BEGIN Supplied information

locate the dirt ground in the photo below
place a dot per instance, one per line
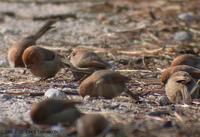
(138, 37)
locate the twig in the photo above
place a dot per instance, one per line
(134, 70)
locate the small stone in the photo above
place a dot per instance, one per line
(55, 93)
(188, 16)
(182, 36)
(6, 96)
(163, 100)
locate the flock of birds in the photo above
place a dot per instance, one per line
(96, 79)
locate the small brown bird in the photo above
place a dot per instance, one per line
(179, 86)
(187, 59)
(42, 62)
(91, 125)
(16, 50)
(194, 72)
(52, 112)
(83, 59)
(105, 83)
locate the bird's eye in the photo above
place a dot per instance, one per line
(73, 53)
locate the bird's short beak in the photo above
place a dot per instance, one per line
(27, 66)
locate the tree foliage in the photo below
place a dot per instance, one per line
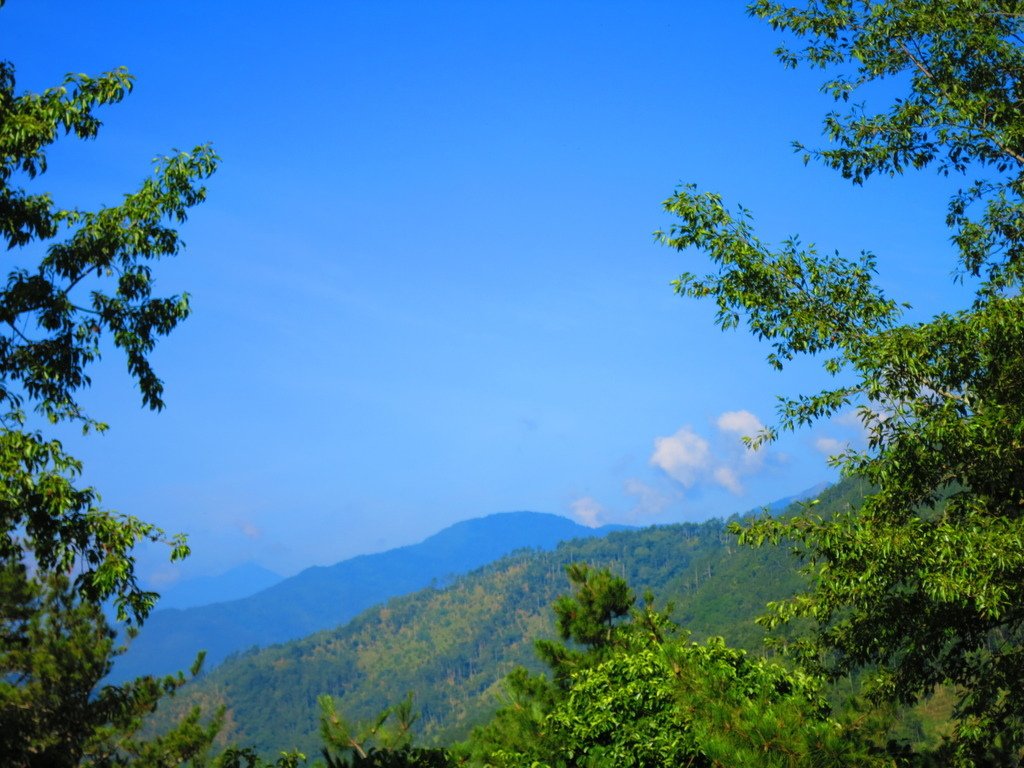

END Supplied information

- **Goal of the exercise**
In the records above, find the line that contains "locate the bird's short" and repeat exactly that line and all lines after it to the end. Do not include pictures.

- **Exercise result**
locate the bird's short beak in the photo above
place a dot per instance, one per line
(27, 66)
locate the tree foliage in the photo below
place a dot per instance, one per line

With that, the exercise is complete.